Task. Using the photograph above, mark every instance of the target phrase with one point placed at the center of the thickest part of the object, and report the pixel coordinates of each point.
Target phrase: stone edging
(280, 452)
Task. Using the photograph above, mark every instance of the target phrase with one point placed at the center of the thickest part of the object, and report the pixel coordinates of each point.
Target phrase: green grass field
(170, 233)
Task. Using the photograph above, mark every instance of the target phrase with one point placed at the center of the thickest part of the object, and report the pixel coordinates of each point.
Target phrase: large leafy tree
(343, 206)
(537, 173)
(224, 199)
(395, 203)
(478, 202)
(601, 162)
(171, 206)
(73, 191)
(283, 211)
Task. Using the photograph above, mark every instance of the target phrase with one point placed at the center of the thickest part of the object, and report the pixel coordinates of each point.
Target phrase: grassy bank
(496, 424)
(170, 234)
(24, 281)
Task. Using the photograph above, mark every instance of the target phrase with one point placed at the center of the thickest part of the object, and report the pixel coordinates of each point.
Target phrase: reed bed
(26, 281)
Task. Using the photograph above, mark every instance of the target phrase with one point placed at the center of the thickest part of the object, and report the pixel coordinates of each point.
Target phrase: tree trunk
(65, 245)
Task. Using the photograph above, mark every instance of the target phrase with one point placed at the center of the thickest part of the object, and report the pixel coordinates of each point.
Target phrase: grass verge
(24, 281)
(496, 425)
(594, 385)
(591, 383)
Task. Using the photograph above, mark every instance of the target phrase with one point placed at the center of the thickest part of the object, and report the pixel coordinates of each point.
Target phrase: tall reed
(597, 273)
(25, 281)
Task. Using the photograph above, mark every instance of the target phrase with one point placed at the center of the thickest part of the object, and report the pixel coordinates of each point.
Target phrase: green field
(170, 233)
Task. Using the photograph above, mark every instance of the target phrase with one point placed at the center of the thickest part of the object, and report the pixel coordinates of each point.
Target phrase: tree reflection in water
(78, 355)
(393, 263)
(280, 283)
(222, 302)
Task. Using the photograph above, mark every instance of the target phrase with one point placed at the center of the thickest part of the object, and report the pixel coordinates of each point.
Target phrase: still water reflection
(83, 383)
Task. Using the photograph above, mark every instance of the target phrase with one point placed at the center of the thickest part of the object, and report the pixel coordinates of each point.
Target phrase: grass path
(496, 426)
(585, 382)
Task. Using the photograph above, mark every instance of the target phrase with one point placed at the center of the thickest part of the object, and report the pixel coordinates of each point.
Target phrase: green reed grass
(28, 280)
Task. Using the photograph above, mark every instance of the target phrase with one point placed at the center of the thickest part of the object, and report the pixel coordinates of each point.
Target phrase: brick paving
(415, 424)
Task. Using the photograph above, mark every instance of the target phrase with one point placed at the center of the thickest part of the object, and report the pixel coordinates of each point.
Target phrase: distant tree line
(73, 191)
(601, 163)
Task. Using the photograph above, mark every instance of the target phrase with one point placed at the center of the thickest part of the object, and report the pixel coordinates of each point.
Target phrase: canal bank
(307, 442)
____________
§ **Set task**
Pull out each line of the items above that contains the word "water", and copy every such line unchanged.

§ **Output**
Target phrase: tree reflection in water
Target phrase: still water reflection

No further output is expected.